Excerpts from a dataset on pointing at objects:
^^^^^^^^
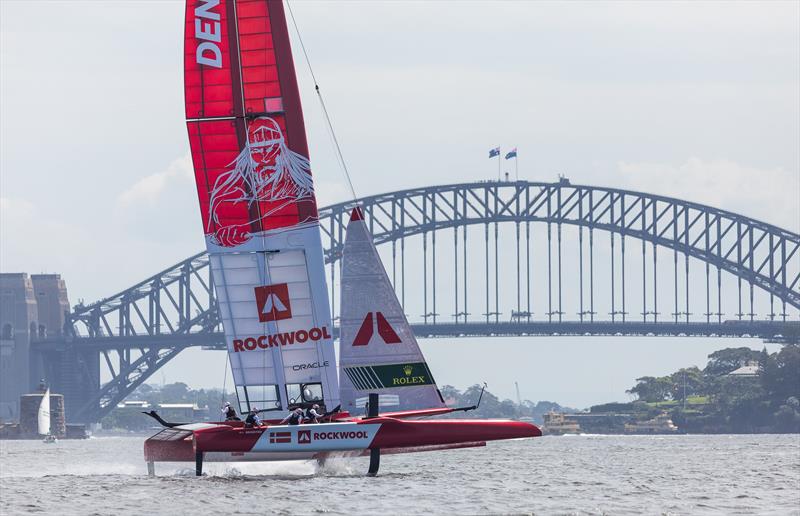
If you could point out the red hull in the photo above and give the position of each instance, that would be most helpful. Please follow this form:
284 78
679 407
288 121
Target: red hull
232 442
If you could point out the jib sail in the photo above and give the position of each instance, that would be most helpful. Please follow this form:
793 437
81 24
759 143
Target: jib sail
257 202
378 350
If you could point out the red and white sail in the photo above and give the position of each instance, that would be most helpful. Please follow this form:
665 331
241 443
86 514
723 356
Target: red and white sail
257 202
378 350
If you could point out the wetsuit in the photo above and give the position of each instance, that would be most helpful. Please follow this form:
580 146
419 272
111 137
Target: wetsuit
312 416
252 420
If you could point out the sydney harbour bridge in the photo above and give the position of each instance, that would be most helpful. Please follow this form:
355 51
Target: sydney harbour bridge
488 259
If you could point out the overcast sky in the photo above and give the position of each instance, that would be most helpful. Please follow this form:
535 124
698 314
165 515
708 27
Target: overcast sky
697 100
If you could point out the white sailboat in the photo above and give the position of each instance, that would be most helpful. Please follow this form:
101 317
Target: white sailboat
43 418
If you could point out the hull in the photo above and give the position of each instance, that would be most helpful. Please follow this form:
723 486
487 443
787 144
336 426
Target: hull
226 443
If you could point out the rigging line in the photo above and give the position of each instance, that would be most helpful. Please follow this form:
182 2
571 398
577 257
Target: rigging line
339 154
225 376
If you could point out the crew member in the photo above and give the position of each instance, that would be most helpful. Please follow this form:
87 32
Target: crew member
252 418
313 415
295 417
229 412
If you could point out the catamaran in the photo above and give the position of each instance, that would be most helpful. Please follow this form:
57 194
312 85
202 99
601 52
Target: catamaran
^^^^^^^^
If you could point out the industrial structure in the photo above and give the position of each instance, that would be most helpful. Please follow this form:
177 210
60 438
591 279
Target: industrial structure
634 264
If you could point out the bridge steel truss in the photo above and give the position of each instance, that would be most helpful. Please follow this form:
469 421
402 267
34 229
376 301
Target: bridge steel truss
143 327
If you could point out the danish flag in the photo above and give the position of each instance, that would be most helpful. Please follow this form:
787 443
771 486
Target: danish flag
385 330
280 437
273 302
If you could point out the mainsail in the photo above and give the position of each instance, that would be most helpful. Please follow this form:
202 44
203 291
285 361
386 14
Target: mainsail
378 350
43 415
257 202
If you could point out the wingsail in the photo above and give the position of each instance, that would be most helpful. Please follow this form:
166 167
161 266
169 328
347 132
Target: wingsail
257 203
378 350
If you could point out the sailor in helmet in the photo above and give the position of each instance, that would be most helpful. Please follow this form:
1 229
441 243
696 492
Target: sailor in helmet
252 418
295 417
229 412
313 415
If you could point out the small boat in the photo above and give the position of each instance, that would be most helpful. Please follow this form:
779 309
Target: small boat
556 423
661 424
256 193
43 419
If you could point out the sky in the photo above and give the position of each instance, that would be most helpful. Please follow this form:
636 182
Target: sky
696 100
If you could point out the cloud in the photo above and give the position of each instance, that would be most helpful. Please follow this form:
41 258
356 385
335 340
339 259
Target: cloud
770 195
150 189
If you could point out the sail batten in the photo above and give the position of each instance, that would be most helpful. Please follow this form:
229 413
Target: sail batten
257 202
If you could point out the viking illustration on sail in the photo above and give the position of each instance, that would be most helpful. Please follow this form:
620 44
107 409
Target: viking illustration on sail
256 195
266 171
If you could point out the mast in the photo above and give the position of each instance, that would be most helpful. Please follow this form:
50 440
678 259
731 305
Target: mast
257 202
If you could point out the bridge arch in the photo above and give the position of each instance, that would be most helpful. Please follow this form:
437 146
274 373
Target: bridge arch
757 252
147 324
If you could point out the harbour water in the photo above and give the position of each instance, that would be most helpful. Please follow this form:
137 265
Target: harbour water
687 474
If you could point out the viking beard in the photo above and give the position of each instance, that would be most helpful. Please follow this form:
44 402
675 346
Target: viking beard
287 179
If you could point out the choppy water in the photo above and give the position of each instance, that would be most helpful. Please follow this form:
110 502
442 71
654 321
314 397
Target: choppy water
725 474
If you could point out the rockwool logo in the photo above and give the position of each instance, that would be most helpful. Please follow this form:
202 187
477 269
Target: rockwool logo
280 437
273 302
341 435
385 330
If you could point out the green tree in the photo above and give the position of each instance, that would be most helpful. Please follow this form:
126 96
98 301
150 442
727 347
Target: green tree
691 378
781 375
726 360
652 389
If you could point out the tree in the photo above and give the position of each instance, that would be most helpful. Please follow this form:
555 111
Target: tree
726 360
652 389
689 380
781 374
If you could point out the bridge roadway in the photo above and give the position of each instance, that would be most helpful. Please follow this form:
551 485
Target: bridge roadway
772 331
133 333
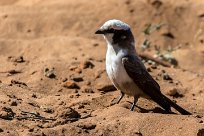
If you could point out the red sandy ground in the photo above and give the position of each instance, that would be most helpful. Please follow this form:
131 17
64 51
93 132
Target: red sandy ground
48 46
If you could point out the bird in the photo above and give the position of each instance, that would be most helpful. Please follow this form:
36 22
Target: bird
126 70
^^^^^^^^
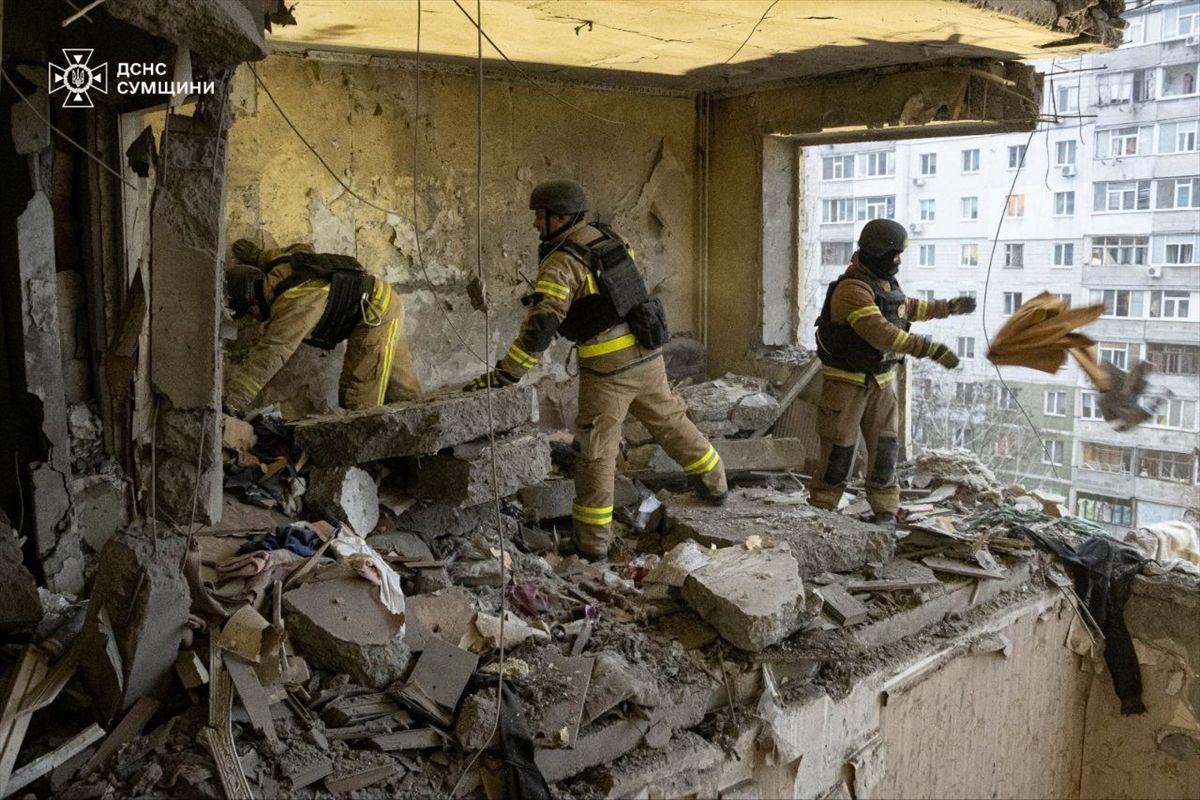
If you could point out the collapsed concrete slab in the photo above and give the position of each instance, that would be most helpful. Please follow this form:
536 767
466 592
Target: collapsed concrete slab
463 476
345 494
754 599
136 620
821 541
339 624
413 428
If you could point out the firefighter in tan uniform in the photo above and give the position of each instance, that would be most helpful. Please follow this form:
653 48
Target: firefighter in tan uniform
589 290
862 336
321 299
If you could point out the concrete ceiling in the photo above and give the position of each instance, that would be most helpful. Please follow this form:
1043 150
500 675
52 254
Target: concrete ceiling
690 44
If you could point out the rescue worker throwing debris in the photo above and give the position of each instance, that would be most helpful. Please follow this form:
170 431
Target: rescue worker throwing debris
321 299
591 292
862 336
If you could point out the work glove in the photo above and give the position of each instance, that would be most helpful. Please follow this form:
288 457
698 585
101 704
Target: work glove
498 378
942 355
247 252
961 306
^^^^^^^^
What you need to do. Which lines in the rows above contain the string "helmet", with case counting? Copy each of them.

Solution below.
If you could point out the sailor in helmet in the photo above and give the position of each instance, that would be most helpful. Please follow this form:
Target: sailor in helmet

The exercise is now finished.